-------- Provided records --------
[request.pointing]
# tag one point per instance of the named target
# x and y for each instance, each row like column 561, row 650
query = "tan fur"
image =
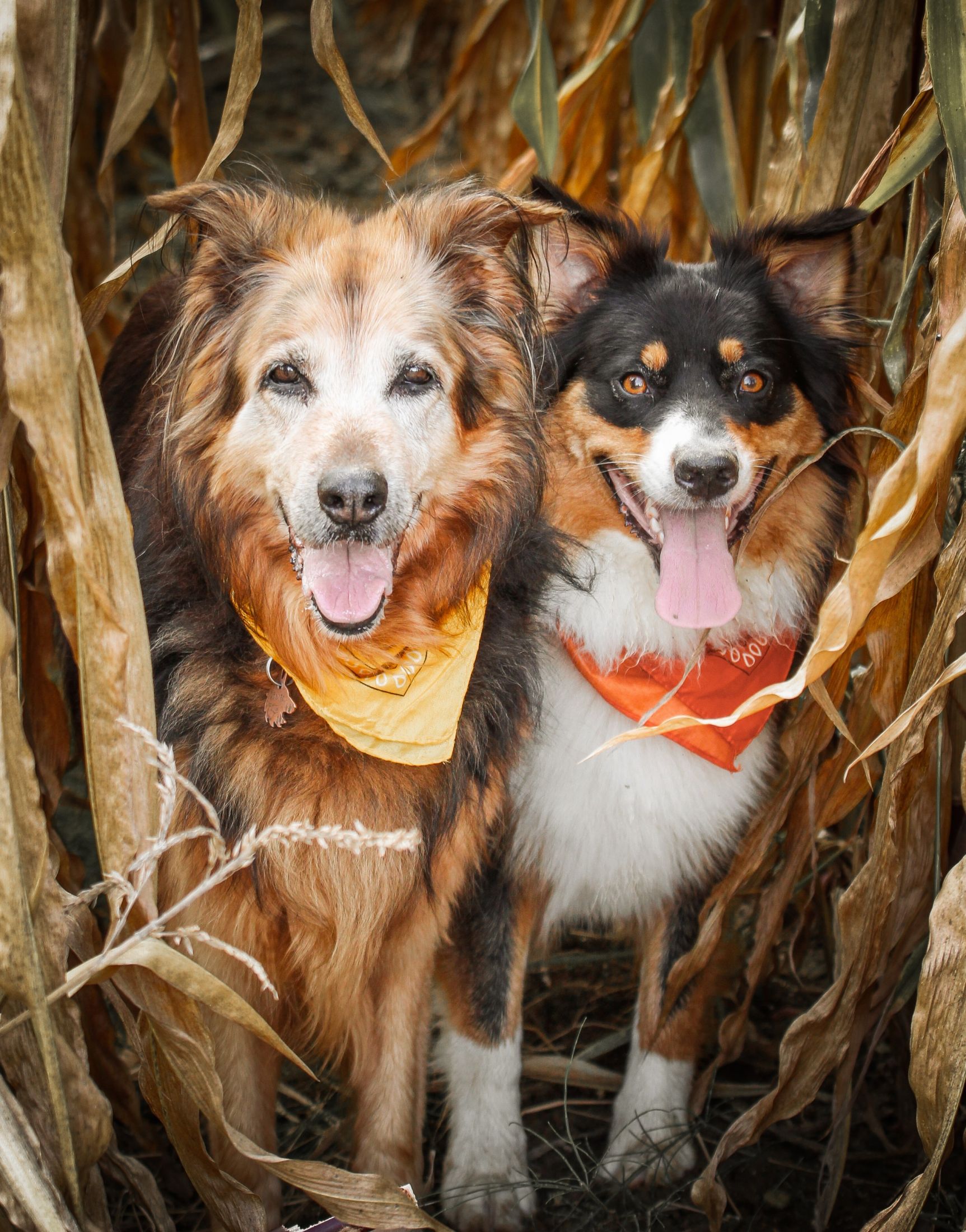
column 349, row 940
column 578, row 498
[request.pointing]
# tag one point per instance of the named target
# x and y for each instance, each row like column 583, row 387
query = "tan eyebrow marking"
column 731, row 350
column 655, row 356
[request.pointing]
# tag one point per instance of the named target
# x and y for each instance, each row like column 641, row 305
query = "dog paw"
column 651, row 1138
column 478, row 1202
column 655, row 1150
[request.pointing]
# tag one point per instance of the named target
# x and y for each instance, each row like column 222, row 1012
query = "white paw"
column 651, row 1136
column 484, row 1180
column 479, row 1202
column 655, row 1150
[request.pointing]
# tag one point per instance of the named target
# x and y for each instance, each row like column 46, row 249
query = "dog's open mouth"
column 692, row 547
column 348, row 582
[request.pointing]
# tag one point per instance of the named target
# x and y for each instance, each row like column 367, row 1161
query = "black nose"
column 706, row 477
column 353, row 498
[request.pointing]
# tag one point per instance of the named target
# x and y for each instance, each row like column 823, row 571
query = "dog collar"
column 404, row 709
column 720, row 683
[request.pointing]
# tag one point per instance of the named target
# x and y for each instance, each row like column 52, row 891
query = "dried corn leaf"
column 190, row 136
column 865, row 72
column 329, row 57
column 189, row 977
column 913, row 146
column 183, row 1068
column 90, row 556
column 245, row 72
column 144, row 73
column 26, row 1191
column 881, row 907
column 938, row 1046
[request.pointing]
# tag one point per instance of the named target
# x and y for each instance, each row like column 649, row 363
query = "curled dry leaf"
column 245, row 72
column 938, row 1068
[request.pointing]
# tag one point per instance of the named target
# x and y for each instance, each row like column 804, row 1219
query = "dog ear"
column 810, row 262
column 465, row 218
column 237, row 216
column 575, row 253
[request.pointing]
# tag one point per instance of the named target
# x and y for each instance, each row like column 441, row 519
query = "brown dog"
column 328, row 441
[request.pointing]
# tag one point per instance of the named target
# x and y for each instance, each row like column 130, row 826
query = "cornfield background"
column 832, row 1097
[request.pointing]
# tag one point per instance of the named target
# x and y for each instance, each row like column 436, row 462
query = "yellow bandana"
column 405, row 710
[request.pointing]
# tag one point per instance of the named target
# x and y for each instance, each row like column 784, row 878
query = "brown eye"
--------
> **Set problem**
Copy each line in full and exactly, omitting any picture.

> **Correct answer**
[request.pointing]
# tag one point per instance of the named target
# x and y for each instance, each row like column 561, row 650
query = "tan fur"
image =
column 349, row 940
column 578, row 498
[request.pointing]
# tag one point per instance of the named target
# x and y for each instance, each row like column 583, row 387
query = "tan eyebrow marking"
column 731, row 350
column 655, row 356
[request.pointing]
# tag one point per instance of the named target
# x and y for each instance, each row like column 641, row 305
query = "dog paw"
column 651, row 1138
column 478, row 1202
column 655, row 1150
[request.pointing]
# tag one point per instance of the named target
# x and y for each instance, each row like column 222, row 1012
query = "white paw"
column 651, row 1136
column 484, row 1180
column 479, row 1202
column 655, row 1150
[request.pointing]
# tag one point per instance of the named target
# x and y for each instance, each row like column 46, row 249
query = "dog's open mouth"
column 692, row 547
column 348, row 582
[request.pointing]
# tag one point per instance of the named target
# x and y for each instance, each row like column 367, row 1161
query = "black nose"
column 706, row 477
column 353, row 498
[request.pointing]
# tag one point per instance of the named target
# x and y for each instance, each row like column 823, row 571
query = "dog collar"
column 404, row 709
column 720, row 683
[request.pointing]
# tag one point per instance of the named target
# x and y for each instance, each row like column 52, row 891
query = "dried corn leaf"
column 190, row 136
column 865, row 72
column 329, row 57
column 189, row 977
column 913, row 146
column 183, row 1068
column 90, row 556
column 245, row 72
column 144, row 73
column 26, row 1191
column 881, row 907
column 938, row 1046
[request.pointing]
# tag one point per instance of the named target
# x and y for each instance, each row like column 649, row 363
query = "curled dry leaf"
column 245, row 72
column 938, row 1068
[request.pointing]
# tag one point per instance of the named target
# x and y for each instance, each row like column 804, row 1219
query = "dog ear"
column 810, row 262
column 465, row 218
column 237, row 216
column 575, row 253
[request.pointing]
# tag one point per instance of the named target
# x and y for each instance, each row like column 441, row 519
query = "brown dog"
column 328, row 441
[request.pointing]
# tag one point per instance of the named target
# x and y for each instance, each row like column 130, row 826
query = "cornfield background"
column 832, row 1097
[request.pointing]
# tag one point per instance of the named target
# x and y for each instance, each row like column 436, row 462
query = "yellow bandana"
column 405, row 710
[request.pointing]
# tag one point per instance of the named target
# x and y for each instance, each row like column 784, row 878
query = "brown eye"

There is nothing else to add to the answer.